_YOUR ASSIGNMENT_
Can you print the lines of the stored records verbatim, starting with the very first line and stopping after the line that contains "positive clicks: (258, 57)", including both of those lines and nothing beyond them?

(Stored records)
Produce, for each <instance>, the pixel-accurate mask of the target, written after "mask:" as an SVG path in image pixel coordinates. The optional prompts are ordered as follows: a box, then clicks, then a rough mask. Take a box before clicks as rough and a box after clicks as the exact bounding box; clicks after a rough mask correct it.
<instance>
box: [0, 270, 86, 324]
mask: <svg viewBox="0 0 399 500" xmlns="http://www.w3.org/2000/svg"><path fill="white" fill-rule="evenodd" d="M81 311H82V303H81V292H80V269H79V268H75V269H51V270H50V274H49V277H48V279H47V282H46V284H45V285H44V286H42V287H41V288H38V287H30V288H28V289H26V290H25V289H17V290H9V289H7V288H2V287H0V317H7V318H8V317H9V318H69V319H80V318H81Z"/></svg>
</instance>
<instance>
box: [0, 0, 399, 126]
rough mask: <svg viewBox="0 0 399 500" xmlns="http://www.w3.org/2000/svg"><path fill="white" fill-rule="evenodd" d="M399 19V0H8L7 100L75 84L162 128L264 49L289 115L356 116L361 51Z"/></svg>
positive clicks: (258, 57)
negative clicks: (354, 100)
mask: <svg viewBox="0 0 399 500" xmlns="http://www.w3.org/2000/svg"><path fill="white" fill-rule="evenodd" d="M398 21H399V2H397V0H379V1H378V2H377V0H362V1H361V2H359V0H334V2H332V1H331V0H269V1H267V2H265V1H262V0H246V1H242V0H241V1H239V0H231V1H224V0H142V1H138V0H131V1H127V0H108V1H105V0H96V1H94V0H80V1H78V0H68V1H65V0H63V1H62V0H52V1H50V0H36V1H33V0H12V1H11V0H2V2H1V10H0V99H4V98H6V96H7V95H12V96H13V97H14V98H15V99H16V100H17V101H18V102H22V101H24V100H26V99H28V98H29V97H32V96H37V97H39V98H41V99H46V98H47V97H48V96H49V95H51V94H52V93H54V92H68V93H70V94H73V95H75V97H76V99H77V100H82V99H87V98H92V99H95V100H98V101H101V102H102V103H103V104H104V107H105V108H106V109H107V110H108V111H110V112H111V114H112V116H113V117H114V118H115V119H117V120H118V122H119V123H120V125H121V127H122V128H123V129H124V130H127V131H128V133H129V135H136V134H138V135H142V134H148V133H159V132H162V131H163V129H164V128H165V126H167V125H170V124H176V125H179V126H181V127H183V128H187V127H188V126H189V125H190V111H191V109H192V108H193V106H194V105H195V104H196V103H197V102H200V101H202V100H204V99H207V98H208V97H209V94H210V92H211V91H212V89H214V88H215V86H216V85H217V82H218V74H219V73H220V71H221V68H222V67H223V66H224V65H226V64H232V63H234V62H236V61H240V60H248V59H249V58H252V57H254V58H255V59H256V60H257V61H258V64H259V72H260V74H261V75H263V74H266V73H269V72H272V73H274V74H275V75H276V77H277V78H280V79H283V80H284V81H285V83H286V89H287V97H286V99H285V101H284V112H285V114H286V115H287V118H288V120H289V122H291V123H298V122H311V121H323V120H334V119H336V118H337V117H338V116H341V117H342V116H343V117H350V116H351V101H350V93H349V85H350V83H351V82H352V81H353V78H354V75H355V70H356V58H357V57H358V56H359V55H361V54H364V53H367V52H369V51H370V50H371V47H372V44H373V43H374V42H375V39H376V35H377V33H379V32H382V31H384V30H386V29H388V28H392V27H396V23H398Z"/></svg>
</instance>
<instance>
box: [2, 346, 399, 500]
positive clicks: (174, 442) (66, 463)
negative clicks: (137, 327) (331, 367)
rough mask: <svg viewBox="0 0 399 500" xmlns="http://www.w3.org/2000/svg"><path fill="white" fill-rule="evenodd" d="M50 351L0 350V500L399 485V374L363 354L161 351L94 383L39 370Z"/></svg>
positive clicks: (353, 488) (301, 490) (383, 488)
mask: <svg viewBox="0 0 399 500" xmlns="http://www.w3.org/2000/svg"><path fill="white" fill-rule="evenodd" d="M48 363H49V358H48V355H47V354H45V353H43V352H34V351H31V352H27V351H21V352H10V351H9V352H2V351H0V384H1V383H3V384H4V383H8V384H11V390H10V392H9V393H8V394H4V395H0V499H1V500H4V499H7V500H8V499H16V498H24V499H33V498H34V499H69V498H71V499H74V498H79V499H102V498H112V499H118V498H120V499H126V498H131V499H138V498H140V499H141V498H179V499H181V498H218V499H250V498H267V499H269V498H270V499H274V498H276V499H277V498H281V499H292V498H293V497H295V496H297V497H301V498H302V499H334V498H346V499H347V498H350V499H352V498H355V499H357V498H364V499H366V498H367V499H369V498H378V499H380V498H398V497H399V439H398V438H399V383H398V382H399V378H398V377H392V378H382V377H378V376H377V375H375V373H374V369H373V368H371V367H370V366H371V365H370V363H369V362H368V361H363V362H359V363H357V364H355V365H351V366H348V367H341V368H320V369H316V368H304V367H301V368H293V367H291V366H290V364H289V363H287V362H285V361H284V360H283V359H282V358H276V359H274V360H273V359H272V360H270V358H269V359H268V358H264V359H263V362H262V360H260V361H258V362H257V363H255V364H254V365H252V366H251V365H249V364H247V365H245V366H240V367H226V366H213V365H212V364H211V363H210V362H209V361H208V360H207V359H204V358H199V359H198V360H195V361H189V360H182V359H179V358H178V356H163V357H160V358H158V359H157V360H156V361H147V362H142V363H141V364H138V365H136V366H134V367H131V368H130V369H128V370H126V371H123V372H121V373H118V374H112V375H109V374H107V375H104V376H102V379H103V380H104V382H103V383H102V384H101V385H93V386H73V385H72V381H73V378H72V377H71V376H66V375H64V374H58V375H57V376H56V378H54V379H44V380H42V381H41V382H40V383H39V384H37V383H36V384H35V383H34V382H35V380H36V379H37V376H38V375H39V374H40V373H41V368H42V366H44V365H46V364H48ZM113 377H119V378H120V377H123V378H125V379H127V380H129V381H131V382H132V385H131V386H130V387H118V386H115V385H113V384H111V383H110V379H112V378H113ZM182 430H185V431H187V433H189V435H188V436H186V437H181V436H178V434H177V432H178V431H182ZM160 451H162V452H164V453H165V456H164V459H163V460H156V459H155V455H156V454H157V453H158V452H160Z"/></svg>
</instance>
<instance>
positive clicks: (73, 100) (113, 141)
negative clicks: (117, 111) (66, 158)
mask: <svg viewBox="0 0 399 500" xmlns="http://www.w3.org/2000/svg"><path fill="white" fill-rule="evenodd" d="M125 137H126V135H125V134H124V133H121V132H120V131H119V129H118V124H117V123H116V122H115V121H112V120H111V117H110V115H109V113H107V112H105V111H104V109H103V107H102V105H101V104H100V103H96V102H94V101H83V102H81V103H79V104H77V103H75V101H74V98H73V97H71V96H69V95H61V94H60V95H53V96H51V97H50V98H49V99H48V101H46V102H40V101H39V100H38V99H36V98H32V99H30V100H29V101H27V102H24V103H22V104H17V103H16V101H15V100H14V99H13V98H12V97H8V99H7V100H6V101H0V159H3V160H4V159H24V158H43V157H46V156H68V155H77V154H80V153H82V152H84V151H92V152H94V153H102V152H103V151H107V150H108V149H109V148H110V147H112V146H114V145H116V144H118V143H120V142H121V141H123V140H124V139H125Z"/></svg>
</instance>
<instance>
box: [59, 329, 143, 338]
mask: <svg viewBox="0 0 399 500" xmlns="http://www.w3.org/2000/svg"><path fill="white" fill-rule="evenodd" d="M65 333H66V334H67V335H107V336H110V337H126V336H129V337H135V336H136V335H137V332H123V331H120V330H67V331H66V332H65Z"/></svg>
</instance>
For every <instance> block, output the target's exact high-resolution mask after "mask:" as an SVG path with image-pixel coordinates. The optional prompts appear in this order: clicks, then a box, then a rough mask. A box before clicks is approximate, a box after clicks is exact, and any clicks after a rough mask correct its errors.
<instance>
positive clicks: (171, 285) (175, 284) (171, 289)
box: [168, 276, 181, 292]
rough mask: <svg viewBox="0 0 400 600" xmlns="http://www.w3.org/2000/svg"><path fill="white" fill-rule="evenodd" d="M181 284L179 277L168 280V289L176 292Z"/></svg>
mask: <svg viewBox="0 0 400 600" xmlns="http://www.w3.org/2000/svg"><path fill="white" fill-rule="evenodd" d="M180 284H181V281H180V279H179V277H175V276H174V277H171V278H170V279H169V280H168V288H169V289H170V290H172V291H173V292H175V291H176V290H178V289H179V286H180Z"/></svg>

_SOLUTION TO THIS EXERCISE_
Produce, for each <instance>, the pixel-accurate mask of the target, written after "mask:" as an SVG path in image pixel coordinates. The optional prompts are ordered as follows: a box, then clicks, then a rough mask. Take a box before clicks as rough and a box after clicks as the exact bounding box; clicks after a rough mask correct it.
<instance>
box: [0, 270, 86, 324]
mask: <svg viewBox="0 0 399 500" xmlns="http://www.w3.org/2000/svg"><path fill="white" fill-rule="evenodd" d="M81 311H82V303H81V292H80V269H79V268H75V269H51V270H50V274H49V277H48V279H47V282H46V284H45V285H44V286H42V287H41V288H38V287H30V288H28V289H26V290H25V289H17V290H9V289H7V288H2V287H0V317H7V318H8V317H9V318H69V319H80V318H81Z"/></svg>
</instance>
<instance>
box: [0, 0, 399, 126]
rough mask: <svg viewBox="0 0 399 500" xmlns="http://www.w3.org/2000/svg"><path fill="white" fill-rule="evenodd" d="M399 19V0H8L7 100L75 84L162 128L264 49L289 115L356 116L361 51Z"/></svg>
positive clicks: (258, 57)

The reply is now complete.